• **Task objective**
Search the records below for the line containing "Might I trouble you for the coordinates of the american". Write out that line and every line after it exactly as written.

::: Source material :::

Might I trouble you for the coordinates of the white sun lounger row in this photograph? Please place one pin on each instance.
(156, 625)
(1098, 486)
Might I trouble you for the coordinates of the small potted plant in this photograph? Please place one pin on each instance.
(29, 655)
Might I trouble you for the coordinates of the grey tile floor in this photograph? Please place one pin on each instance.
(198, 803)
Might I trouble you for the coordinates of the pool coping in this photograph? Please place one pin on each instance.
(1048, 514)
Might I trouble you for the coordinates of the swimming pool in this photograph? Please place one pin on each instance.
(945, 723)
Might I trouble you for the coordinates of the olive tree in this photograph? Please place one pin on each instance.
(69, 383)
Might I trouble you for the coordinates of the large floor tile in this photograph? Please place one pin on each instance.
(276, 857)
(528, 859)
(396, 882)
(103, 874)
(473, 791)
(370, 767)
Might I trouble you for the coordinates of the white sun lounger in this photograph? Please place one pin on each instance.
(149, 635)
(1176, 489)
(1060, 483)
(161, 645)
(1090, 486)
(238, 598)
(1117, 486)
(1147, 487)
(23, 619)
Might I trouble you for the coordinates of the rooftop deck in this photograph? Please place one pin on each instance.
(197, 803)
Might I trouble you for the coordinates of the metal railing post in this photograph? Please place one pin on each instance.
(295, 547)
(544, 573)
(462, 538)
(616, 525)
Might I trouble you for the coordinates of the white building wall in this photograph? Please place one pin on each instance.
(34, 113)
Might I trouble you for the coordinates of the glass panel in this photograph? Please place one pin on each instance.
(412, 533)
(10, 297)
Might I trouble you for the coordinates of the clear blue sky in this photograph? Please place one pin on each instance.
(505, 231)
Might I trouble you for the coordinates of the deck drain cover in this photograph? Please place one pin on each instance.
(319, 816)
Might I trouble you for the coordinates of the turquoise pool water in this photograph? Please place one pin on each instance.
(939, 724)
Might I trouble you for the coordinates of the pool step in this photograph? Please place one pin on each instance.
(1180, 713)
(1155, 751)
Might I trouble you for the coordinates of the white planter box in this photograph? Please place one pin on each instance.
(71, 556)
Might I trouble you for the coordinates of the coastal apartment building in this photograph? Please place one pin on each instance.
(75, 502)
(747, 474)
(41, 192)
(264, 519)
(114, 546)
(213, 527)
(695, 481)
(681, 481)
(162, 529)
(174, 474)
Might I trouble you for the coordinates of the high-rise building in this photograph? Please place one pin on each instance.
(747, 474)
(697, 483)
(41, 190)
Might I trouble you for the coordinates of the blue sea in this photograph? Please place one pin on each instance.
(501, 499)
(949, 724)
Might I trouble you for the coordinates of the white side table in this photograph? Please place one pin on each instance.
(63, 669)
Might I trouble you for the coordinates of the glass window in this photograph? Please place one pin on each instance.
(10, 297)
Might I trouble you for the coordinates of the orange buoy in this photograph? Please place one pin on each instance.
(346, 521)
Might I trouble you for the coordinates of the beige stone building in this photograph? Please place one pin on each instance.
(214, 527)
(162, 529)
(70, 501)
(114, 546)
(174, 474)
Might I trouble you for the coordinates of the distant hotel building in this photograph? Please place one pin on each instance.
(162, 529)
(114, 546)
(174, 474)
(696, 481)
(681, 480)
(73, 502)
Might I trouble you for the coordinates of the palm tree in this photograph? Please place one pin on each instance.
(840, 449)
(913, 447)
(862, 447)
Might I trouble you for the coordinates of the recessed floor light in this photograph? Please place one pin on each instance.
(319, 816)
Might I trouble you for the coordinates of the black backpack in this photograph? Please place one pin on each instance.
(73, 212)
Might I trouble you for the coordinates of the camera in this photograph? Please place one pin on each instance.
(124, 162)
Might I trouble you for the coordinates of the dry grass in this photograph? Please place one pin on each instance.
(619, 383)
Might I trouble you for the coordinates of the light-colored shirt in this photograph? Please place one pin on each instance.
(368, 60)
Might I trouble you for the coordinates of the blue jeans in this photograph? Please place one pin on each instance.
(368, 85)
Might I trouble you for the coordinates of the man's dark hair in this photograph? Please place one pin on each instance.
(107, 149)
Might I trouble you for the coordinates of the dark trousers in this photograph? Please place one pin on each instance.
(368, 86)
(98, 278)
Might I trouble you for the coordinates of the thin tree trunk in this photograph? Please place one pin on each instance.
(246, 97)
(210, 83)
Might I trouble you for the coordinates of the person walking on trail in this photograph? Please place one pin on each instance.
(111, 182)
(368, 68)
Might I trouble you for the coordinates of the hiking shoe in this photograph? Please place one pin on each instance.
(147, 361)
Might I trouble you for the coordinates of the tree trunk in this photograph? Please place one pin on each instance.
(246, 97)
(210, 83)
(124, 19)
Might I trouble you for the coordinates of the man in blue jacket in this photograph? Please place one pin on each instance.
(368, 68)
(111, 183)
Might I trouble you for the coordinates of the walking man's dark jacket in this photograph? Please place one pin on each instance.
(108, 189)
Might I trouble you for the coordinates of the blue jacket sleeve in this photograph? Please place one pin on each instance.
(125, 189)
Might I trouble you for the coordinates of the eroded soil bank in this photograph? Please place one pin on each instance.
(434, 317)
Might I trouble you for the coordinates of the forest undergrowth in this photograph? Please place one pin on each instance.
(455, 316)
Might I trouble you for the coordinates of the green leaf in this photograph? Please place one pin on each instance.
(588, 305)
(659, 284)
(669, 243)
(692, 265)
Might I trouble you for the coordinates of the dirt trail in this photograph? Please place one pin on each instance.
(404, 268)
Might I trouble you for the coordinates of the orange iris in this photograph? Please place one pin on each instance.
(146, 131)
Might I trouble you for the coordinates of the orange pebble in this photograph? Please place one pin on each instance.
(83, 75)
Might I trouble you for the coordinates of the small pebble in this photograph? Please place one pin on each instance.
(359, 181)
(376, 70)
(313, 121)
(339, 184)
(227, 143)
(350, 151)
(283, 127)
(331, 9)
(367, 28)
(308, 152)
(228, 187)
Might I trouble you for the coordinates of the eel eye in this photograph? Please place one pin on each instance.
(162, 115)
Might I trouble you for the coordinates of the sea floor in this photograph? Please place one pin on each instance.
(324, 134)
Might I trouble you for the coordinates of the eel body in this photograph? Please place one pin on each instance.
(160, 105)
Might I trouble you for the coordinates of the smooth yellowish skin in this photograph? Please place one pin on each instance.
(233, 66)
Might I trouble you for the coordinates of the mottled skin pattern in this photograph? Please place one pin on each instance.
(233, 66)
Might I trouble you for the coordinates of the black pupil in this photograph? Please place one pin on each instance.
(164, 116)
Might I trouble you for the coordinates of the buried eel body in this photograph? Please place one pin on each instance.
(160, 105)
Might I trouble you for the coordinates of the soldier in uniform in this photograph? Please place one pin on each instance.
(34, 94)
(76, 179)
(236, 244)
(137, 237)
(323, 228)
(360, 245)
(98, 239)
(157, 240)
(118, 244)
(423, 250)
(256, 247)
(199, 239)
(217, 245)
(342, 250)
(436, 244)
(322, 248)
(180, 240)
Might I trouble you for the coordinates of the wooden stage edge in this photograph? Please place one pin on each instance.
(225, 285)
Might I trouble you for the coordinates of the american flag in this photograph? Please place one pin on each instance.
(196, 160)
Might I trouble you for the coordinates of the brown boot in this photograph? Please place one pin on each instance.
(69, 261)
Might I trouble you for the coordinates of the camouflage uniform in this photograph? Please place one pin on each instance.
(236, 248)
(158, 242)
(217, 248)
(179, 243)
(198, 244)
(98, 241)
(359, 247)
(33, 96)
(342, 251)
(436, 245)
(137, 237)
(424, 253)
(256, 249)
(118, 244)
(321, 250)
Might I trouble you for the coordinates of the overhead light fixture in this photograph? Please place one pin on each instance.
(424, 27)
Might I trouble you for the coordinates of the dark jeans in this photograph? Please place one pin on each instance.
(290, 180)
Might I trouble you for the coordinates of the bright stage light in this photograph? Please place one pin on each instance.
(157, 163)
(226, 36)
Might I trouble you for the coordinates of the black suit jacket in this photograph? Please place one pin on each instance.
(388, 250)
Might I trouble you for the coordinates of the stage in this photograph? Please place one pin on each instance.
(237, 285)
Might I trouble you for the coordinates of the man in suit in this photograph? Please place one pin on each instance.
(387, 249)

:::

• **Written answer**
Might I trouble you for the coordinates of the american flag in this photograph? Please place one pin on each instance.
(196, 160)
Might I trouble you for the coordinates of the brown boot in this photograph? Please place one pin on each instance.
(69, 261)
Might I trouble you for the coordinates of the camouflage uniform in this photograph? Please place one pin on each instance.
(236, 248)
(158, 242)
(217, 248)
(179, 243)
(198, 244)
(98, 241)
(359, 247)
(33, 96)
(342, 251)
(436, 245)
(137, 237)
(424, 253)
(256, 249)
(118, 244)
(321, 250)
Might I trouble you for the coordinates of the overhead light fixture in this photograph? Please place one pin on each instance.
(424, 27)
Might I trouble you for the coordinates of the dark jeans in this photograph? Please place one pin on each instance.
(290, 180)
Might I trouble you for the coordinates of the bright stage light in this photograph? Please place one pin on each instance.
(157, 163)
(226, 36)
Might I trouble you for the coordinates of the black suit jacket in this photograph? Please place one pin on each instance.
(388, 250)
Might I trouble you for the coordinates of the stage in this photograph? Please place one pin on each instance.
(237, 285)
Might I trouble you for the coordinates of the man in suit in this photograph? Please place one pin on each instance.
(387, 249)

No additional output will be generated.